* [What needs to be done] Your output must consist solely of the lines from the one containing "of the pole;" through the end of the records, reproduced exactly.

* [Records shown]

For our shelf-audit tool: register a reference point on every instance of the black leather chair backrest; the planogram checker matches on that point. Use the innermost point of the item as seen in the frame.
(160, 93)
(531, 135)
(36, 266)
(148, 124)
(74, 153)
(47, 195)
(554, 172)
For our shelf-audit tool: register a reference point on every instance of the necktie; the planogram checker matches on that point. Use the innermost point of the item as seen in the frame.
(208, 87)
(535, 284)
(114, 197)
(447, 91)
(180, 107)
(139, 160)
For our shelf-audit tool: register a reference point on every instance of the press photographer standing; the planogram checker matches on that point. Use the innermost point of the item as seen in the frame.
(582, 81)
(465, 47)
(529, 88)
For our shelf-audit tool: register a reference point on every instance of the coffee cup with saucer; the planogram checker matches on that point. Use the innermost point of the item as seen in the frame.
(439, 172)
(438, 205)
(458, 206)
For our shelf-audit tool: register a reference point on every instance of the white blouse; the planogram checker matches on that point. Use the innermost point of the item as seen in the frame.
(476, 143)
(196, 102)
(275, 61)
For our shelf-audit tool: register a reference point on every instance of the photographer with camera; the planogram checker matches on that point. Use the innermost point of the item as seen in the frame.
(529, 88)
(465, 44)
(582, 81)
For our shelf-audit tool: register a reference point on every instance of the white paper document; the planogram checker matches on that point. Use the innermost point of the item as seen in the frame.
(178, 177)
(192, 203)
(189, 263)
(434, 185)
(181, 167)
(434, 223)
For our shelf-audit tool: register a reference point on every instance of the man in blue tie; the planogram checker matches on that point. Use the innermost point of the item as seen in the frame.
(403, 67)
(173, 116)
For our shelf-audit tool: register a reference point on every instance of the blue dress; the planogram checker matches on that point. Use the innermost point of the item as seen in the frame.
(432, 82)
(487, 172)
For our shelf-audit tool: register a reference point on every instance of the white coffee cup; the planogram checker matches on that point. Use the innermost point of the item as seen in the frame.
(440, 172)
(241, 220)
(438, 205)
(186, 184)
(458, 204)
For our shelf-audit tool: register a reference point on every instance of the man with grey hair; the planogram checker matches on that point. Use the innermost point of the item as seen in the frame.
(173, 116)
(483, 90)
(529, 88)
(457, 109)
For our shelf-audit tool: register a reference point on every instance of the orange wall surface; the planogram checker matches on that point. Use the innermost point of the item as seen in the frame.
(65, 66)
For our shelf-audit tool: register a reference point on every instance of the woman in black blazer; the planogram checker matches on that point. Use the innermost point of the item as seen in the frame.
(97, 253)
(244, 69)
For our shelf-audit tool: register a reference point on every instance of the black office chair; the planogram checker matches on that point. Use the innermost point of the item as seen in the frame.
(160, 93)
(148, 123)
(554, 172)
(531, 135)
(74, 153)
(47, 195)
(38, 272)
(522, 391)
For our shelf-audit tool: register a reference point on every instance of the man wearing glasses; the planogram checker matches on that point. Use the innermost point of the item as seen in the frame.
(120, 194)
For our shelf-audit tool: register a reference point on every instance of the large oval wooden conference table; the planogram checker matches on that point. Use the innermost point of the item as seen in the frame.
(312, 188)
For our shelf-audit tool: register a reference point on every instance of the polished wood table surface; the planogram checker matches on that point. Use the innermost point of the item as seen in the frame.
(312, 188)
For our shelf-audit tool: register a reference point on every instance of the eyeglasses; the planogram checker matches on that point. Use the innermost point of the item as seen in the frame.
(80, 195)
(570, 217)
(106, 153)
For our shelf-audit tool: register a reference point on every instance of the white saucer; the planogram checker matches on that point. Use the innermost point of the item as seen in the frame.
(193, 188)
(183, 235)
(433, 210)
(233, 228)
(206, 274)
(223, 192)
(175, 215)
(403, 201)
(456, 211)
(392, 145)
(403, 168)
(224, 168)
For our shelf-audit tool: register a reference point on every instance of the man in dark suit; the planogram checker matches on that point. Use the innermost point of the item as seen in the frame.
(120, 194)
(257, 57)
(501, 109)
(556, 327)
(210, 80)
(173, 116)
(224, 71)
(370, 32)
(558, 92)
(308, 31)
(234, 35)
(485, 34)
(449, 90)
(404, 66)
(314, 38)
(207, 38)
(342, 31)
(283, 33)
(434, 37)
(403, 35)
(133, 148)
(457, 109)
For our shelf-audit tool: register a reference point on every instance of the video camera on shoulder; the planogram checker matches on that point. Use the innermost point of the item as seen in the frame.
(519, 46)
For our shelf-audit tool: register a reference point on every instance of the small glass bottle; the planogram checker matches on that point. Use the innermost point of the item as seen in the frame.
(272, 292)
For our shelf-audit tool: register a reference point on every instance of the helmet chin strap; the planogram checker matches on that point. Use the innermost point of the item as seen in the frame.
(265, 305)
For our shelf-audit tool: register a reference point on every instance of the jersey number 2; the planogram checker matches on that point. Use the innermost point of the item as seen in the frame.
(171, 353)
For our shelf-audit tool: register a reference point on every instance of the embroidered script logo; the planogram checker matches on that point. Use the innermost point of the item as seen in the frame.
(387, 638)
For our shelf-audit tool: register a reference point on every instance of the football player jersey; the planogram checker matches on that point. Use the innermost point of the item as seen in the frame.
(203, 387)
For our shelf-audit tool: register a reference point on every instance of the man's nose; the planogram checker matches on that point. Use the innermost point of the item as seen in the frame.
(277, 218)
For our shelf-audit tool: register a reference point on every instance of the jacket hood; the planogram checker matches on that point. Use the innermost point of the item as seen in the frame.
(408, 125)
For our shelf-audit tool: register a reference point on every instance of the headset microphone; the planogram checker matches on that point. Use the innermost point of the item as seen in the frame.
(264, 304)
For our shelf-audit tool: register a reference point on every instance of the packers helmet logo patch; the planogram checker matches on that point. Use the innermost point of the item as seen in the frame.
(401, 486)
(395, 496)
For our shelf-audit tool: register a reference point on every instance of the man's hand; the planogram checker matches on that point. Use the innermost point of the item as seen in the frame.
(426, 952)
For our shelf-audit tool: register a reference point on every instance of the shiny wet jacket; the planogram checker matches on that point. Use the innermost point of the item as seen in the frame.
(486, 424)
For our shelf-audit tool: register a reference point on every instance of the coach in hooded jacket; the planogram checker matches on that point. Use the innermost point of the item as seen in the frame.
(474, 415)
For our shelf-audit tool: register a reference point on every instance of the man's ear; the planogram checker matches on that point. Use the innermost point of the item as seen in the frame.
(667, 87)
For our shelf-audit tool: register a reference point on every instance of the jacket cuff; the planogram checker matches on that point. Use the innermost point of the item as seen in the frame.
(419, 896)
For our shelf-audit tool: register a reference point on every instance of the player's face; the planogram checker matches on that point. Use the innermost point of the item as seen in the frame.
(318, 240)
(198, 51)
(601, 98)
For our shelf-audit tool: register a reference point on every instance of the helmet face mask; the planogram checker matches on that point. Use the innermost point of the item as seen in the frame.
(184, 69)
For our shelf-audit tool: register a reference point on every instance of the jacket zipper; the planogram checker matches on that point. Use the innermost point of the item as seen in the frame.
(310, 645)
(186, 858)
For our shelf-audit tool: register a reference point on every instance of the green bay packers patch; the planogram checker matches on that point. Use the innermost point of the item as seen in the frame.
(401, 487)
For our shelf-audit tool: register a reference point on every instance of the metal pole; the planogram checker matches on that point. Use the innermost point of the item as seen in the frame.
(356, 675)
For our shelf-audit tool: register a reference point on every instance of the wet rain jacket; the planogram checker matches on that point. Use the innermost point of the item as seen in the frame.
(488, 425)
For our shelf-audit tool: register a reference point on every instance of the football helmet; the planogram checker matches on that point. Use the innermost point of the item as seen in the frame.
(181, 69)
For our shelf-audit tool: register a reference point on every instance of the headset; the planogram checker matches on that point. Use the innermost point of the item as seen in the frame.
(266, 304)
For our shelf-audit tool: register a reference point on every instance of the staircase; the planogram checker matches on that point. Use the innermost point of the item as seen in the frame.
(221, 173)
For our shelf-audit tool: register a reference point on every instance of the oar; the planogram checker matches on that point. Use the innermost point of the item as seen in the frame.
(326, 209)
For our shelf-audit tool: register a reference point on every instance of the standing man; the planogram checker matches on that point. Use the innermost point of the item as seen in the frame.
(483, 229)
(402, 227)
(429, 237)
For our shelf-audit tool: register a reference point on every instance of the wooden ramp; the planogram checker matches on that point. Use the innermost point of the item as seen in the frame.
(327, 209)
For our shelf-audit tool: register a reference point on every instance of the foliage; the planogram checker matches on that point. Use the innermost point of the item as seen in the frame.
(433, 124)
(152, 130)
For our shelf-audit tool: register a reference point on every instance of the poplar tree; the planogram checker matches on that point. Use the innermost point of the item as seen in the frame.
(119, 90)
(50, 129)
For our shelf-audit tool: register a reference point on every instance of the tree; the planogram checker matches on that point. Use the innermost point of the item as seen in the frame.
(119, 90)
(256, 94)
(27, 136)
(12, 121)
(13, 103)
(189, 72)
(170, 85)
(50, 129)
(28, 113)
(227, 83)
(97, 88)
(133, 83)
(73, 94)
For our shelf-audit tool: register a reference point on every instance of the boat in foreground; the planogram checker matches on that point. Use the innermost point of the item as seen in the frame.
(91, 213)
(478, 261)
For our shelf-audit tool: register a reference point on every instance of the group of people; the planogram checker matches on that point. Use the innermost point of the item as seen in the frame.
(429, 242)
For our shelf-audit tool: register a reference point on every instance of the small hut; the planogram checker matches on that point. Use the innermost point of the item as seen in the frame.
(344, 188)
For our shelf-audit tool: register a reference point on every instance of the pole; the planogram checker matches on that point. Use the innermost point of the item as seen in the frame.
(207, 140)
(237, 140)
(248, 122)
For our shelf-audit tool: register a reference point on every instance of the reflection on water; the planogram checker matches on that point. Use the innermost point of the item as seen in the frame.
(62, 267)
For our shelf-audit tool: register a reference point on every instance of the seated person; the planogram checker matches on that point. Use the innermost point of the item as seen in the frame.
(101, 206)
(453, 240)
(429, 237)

* [Written reply]
For our shelf-audit tool: register a reference point on every instance of the pole; the planogram checker matches on that point. Use the innermost point of the item as seen in the frame.
(207, 140)
(237, 140)
(248, 122)
For our shelf-audit tool: register a reference point on every instance of the reflection on water; the planogram checker matches on that point. Use the innermost point of the item as seen in the frame.
(62, 267)
For our shelf-audit tool: register a reference point on every instance of the seated person; the planogram checker matches on that point. Use the innermost point of the item as seen in the frame.
(101, 206)
(453, 240)
(429, 237)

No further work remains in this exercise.